[Task requirements]
Return all the data, word for word.

[Records from a collection]
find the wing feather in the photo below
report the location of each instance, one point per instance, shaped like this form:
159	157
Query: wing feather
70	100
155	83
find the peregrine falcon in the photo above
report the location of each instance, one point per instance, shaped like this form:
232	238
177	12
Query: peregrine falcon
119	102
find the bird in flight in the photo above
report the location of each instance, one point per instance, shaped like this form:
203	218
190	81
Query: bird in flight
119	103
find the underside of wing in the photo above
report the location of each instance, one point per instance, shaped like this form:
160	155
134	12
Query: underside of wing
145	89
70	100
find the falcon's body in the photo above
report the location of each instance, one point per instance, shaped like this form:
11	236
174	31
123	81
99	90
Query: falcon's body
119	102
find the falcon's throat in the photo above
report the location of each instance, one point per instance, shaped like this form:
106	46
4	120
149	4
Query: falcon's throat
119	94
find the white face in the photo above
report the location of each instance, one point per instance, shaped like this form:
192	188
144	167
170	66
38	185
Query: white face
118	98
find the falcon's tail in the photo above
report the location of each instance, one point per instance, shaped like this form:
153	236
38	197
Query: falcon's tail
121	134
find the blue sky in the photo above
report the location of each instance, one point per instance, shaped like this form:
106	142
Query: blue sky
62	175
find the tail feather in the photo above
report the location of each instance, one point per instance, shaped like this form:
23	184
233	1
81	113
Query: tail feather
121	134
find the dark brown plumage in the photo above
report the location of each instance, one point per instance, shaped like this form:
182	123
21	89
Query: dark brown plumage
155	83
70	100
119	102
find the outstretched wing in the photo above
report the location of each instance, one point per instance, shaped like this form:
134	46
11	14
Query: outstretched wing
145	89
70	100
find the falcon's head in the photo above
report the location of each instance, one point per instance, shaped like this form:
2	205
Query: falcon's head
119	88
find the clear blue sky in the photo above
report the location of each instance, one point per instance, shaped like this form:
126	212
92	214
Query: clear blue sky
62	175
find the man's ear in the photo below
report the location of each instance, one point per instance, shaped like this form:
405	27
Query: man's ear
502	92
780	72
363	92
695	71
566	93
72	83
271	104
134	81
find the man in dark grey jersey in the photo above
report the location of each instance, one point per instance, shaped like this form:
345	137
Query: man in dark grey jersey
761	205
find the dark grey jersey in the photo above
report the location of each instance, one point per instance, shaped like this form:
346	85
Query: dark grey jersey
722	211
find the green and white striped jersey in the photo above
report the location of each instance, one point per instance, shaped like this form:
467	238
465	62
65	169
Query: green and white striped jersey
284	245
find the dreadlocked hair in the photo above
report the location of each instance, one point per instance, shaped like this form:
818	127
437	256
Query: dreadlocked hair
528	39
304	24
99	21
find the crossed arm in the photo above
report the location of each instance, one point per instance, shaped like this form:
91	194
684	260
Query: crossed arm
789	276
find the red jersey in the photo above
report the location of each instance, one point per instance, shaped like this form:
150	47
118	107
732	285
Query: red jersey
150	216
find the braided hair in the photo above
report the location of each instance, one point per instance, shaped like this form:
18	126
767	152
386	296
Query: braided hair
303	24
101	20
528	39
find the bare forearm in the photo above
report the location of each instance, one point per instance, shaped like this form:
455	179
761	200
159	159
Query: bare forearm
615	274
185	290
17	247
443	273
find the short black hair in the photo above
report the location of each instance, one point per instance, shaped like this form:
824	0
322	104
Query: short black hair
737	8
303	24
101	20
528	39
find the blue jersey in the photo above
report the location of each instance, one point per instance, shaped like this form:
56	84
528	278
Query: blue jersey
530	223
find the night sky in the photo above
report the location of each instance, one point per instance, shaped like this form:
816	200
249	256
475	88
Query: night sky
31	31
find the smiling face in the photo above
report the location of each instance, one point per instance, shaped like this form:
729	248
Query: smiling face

[In response]
find the wing feather in the photo below
report the location of each instance, one point per instance, shaped like this form:
159	157
Query: wing feather
70	100
155	83
find the peregrine falcon in the photo above
report the location of each instance, one point per instance, shaped like this form:
232	238
177	12
Query: peregrine falcon
119	102
find the bird in flight in the photo above
report the location of each instance, one point per instance, shaped like this form:
203	218
190	81
Query: bird in flight
119	103
find the underside of wing in the photo above
report the location of each instance, one point per instance, shaped like this form:
160	155
134	12
Query: underside of wing
145	89
70	100
find the falcon's body in the photo above
report the location of each instance, one point per instance, shaped like this form:
11	236
174	31
123	81
99	90
Query: falcon's body
119	102
find the falcon's throat in the photo above
report the location of each instance, one point per instance, shaped like this form:
106	46
4	120
149	4
Query: falcon's throat
119	94
find the white face in the photo above
report the location of each instance, one point per instance, shaped like this form:
192	188
144	167
170	66
38	185
Query: white face
118	98
find the falcon's tail in the photo above
report the location of each instance, one point per instance, shaped like this form:
153	236
38	197
Query: falcon's tail
121	134
find the blue sky in the photo above
report the location of each instance, one point per instance, shaped like this form:
106	142
Query: blue sky
62	175
find the tail feather in the photo above
report the location of each instance, one point per instance, shaped like this form:
23	184
233	1
81	113
Query: tail feather
121	134
find the dark brown plumage in the photo above
report the location of each instance, one point per instance, shaped like this form:
182	123
21	89
Query: dark brown plumage
155	83
70	100
119	102
find the outstretched wing in the photo above
report the location of each instance, one point per instance, shaped like this form:
134	46
11	14
Query: outstretched wing
145	89
70	100
find the falcon's head in the photo above
report the location of each instance, one point per instance, shaped like this form:
2	205
Query: falcon's head
119	88
find the clear blue sky in the photo above
report the location of each instance, one point per instance, shaped like this form:
126	212
92	214
Query: clear blue sky
62	175
find the man's ear in the photo below
report the location of each instance, one point per instance, shaped like this form:
405	27
Query: man's ear
502	92
780	72
363	92
695	71
566	93
72	83
271	104
134	81
find the man in dark grey jersey in the photo above
report the location of each instance, one point per instance, shaped like this form:
345	137
Query: man in dark grey jersey
761	205
find the dark grey jersey in the photo above
report the location of each instance, one point per instance, shaped like this form:
346	85
Query: dark grey jersey
722	211
find the green and white striped jersey in the photo above
report the location of each instance, one point per instance, shaped like this form:
467	238
465	62
65	169
Query: green and white striped jersey
284	245
find the dreadlocked hair in the photo above
report the location of each instance, one point per instance, shaped like this form:
818	127
437	256
Query: dreadlocked hair
528	39
304	24
99	21
find the crossed arm in the photo above
report the location of each instance, one point per instance, shaped like this form:
91	194
684	260
Query: crossed arm
789	276
find the red jersey in the photo above
report the location of each instance, one point per instance, shaped like this form:
150	47
118	107
732	285
Query: red jersey
150	216
find the braided hair in the photo above
report the location of each instance, one point per instance, shaped like this form:
18	126
767	152
386	296
Query: braided hair
303	24
101	20
528	39
find the bare forearm in the photo above
report the location of each instance, one point per instance, shaped like this form:
455	179
761	200
159	159
Query: bare forearm
615	274
185	290
17	247
443	273
find the short black hair in the photo above
report the location of each instance, one point per instance, shaped like this form:
824	0
322	104
Query: short black hair
737	8
303	24
101	20
528	39
find the blue jersey in the photo above
report the location of each instance, one point per instance, shaped like this form:
56	84
528	278
Query: blue jersey
530	223
find the night sky in the photo above
report the location of each instance, one point per instance, shaped like this form:
816	200
249	256
475	88
Query: night sky
31	31
find the smiling face in the photo above
report the location of each instance, one point per instance, shaped like this form:
729	248
Query: smiling face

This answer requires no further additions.